--- DATA FOR THIS EXERCISE Enclosed Below ---

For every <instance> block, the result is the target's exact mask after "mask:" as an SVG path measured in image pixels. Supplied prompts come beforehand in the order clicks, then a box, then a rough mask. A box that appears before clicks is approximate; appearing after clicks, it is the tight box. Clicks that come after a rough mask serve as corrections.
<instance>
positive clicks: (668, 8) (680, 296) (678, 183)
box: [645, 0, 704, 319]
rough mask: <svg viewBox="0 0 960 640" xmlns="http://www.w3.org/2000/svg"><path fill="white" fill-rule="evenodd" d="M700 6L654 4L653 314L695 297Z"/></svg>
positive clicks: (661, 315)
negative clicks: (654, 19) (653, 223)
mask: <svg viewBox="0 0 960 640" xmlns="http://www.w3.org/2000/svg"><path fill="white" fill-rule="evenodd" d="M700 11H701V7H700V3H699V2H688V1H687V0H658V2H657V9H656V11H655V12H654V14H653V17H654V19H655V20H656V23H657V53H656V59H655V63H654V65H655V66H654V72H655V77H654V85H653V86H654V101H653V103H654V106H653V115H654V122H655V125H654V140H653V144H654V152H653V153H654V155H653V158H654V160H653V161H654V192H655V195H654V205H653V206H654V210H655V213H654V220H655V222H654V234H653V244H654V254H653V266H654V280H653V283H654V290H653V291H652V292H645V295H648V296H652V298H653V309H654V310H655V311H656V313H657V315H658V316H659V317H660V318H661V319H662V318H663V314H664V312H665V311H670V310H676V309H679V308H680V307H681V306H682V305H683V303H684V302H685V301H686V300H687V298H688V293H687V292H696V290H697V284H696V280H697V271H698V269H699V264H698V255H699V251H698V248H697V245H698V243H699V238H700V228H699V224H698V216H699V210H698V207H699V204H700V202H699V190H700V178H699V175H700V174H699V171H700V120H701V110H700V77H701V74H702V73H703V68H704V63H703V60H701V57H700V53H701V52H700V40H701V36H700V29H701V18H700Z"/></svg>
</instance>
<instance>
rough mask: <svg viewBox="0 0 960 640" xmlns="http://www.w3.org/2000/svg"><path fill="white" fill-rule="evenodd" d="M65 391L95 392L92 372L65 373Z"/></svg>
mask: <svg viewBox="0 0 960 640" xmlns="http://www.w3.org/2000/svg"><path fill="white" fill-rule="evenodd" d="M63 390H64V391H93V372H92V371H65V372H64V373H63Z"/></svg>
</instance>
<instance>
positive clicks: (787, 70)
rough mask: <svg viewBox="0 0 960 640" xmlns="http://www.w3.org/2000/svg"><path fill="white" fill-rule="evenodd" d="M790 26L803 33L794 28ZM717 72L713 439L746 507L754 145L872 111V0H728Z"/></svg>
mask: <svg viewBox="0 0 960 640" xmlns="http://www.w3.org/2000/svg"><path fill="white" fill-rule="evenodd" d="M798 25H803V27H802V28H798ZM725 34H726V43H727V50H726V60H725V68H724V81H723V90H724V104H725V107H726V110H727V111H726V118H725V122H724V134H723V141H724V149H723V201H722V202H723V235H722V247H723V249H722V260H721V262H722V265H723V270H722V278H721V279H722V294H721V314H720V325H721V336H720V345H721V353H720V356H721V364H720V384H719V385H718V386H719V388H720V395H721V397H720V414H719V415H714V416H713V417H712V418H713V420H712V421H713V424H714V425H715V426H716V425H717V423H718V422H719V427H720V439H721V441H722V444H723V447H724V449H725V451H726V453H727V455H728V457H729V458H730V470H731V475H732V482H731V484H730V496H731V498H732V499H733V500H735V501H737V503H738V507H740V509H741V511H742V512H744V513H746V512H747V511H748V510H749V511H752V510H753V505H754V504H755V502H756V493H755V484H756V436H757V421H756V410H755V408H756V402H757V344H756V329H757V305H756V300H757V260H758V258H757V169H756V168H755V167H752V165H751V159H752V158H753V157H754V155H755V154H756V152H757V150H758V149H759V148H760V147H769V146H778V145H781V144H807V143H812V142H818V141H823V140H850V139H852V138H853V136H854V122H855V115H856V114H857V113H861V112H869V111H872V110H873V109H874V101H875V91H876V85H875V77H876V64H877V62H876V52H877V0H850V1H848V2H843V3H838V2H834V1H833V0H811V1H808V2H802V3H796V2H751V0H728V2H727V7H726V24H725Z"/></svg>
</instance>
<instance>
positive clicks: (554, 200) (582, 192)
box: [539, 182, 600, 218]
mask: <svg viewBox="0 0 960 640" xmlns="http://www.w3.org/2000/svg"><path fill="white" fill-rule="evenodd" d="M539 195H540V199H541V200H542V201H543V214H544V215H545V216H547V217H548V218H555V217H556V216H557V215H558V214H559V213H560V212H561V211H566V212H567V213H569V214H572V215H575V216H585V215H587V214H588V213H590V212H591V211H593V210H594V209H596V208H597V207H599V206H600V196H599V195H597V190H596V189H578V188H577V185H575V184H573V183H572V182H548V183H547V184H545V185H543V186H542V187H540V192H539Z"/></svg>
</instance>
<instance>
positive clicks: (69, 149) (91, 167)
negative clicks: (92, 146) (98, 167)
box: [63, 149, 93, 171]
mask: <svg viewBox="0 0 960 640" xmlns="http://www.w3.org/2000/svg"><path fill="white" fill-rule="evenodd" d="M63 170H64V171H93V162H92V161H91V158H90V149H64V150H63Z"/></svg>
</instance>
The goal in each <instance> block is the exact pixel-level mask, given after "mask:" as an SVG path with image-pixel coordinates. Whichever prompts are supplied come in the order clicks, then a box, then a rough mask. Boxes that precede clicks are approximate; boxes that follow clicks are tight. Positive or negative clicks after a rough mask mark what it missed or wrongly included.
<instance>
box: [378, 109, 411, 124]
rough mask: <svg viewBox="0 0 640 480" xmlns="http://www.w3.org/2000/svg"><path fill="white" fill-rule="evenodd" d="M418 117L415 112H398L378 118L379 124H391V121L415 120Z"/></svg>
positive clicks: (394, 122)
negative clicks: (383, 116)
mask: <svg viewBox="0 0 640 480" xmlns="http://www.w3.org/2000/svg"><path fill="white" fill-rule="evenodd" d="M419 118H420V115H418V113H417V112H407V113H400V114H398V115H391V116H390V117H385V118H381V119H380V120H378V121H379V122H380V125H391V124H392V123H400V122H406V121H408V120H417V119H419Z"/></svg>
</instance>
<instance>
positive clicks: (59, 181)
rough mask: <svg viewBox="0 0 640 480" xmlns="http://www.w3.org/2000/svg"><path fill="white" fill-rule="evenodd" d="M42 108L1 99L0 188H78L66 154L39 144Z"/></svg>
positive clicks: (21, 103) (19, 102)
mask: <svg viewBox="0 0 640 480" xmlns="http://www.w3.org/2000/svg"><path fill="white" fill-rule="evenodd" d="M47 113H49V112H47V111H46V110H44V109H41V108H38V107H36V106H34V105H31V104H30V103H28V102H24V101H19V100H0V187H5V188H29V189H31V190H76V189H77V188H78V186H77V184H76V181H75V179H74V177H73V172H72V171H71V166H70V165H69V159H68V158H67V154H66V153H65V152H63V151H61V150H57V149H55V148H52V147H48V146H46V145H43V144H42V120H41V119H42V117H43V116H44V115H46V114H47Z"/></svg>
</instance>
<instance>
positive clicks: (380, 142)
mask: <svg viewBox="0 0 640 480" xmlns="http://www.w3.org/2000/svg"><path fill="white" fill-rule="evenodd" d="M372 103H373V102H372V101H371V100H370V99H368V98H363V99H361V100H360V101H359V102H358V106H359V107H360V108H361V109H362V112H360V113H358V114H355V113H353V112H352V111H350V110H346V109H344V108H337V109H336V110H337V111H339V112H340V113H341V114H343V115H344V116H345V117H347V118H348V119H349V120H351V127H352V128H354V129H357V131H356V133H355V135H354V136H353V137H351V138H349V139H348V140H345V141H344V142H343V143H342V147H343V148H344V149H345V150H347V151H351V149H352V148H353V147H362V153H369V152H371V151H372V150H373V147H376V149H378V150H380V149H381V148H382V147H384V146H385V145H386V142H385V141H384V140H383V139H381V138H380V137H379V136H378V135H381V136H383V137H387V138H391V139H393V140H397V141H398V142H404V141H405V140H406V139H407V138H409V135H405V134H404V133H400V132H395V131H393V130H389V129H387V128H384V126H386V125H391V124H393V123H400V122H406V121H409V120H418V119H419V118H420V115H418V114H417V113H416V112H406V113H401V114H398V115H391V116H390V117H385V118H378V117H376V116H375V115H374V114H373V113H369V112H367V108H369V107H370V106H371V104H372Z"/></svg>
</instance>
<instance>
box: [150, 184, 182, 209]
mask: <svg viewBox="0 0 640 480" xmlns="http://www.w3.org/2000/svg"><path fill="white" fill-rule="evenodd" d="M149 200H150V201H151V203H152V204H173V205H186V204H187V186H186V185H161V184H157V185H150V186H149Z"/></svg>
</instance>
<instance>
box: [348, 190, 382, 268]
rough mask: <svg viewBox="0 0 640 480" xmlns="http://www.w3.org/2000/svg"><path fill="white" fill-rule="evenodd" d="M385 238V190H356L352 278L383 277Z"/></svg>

--- End of Enclosed DATA FOR THIS EXERCISE ---

EXERCISE GOAL: Find every line in the records that contains the word "block"; copy those lines.

ANSWER:
For every <instance> block, the result is the target's exact mask after "mask:" as an SVG path measured in image pixels. Supplied prompts come beforehand in the order clicks, then a box, then a rough mask. A box that appears before clicks is approximate; appearing after clicks, it is the tight box. Clicks that come after a rough mask serve as corrections.
The goal in each <instance> block is the exact pixel-level mask, given after "mask:" as an SVG path with image-pixel coordinates. Whichever prompts are supplied come in the order clicks, then a box, then a rough mask. Boxes that precede clicks are approximate; boxes that follow clicks are tight. Positive or negative clicks after a rough mask mark what it missed or wrongly included.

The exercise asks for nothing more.